* _About this exercise_:
Using the passage below, answer these:
(a) What did the boy who whispered claim about many of the people who had been eagerly clicking photographs?
(b) How many years and how many students does the writer cite when shooing off the boys with tears in their eyes?
(c) How long did it take the writer to find out about the skunk compared to whom Jayastu Senapati was a saint?

Some of the boys hung back for quite some time after the rest of the horde had left. One of them, imagining he was revealing a great secret, whispered into my ear, ‘Do you know, Sir, many of these people who were eagerly clicking photographs of you speak ill of you in the coarsest way behind your back?’ I disappointed him, I think, with a smile: ‘Of course I do, and how does their very existence matter after they have paid their fees in full? It’s a democratic country, after all, and the essence of democracy is that the worst of absurdity and filth passing under the name of opinions must be tolerated and ignored, isn’t it?’

Some of those boys, as always, had tears in their eyes. And it was they whom I hurt most, quite deliberately, by shooing them off, saying after 33 years and 5,000-plus students, I must be excused for not being affected by their ephemeral sentimentality. Most of them would forget me completely within a couple of years; some would remember, and wish in a vague, lazy sort of way that they could get back in touch again but never muster the courage or energy to do so; only a very tiny number would surprise me pleasantly by staying closely and warmly in touch for years and decades together. Tanmoy and Rajdeep and Nishant and Aakash and Subhadip and Harman would know what I am talking about. And all those who would forget and drop out of my life for good, may they know that they are certainly not the ones whom I would despise and condemn: they are just no better and no worse than the commonest human beings. If God has made them that way, the fault is God’s, not theirs. And besides, I have always had a certain grudging respect for people who stand permanently by their opinions even if they are silly or uncouth: those who have disliked me from the start and expressed their feelings without inhibition in their own circles are at least integral personalities…Jayastu Senapati was certainly not the worst human being in his batch. There was a skunk compared to whom he was a saint, only it took me a decade to find out!

* _Supplied material_:
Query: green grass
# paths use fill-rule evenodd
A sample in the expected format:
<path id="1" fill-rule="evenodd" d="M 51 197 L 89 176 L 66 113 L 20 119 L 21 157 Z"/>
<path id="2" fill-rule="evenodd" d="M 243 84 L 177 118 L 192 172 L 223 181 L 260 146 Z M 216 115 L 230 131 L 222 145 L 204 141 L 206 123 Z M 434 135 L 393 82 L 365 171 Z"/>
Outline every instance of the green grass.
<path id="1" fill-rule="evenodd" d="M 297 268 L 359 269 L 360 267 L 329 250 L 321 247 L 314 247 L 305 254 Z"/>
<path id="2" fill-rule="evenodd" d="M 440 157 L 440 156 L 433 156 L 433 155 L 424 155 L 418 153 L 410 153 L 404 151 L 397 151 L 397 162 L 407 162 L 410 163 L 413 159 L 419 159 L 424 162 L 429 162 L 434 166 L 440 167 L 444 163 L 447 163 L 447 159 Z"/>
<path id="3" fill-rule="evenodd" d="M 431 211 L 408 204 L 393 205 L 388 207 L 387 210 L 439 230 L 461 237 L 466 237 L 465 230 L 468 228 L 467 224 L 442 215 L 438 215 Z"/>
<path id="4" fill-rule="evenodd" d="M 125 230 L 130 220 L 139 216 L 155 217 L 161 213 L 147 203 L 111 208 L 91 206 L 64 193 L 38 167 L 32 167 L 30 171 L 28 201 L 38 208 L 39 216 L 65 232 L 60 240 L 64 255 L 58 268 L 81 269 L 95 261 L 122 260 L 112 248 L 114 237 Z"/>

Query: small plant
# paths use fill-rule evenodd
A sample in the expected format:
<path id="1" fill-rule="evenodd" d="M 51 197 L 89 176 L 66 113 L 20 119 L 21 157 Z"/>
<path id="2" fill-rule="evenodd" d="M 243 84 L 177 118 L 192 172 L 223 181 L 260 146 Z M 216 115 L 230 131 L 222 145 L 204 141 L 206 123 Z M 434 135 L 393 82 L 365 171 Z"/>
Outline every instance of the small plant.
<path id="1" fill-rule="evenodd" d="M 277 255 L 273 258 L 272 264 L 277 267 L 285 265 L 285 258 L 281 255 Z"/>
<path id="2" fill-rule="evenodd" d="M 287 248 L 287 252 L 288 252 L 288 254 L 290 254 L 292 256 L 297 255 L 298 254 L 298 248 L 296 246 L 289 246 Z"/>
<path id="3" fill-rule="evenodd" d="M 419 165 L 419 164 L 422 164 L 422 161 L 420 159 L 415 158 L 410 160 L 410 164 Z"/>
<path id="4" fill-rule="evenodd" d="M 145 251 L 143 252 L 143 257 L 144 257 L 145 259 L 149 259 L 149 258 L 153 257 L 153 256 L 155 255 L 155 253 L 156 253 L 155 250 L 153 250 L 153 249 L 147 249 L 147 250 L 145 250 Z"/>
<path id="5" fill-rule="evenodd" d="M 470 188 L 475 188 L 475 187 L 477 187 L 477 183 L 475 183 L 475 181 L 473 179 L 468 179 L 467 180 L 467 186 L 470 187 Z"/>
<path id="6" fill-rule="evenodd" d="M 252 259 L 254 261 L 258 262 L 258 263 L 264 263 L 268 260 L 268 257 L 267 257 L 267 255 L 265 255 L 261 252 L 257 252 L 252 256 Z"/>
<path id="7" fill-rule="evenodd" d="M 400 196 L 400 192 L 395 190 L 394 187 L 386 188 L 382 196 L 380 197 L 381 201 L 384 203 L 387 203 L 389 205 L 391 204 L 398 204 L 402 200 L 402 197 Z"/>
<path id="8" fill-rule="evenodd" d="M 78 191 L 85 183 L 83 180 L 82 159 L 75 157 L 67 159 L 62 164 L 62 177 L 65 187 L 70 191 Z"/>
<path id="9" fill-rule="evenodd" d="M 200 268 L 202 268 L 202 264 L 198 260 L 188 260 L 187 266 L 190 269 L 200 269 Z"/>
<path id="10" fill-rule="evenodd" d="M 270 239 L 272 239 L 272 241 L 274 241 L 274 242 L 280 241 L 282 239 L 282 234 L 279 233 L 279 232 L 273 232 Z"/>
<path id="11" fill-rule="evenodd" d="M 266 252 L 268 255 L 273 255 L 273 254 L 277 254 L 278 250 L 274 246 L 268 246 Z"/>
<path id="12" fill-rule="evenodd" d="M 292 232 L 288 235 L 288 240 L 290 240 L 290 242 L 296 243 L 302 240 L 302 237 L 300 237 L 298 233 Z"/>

* _Result_:
(a) He claimed that many of them spoke ill of the writer in the coarsest way behind the writer's back.
(b) 33 years and 5,000-plus students.
(c) A decade.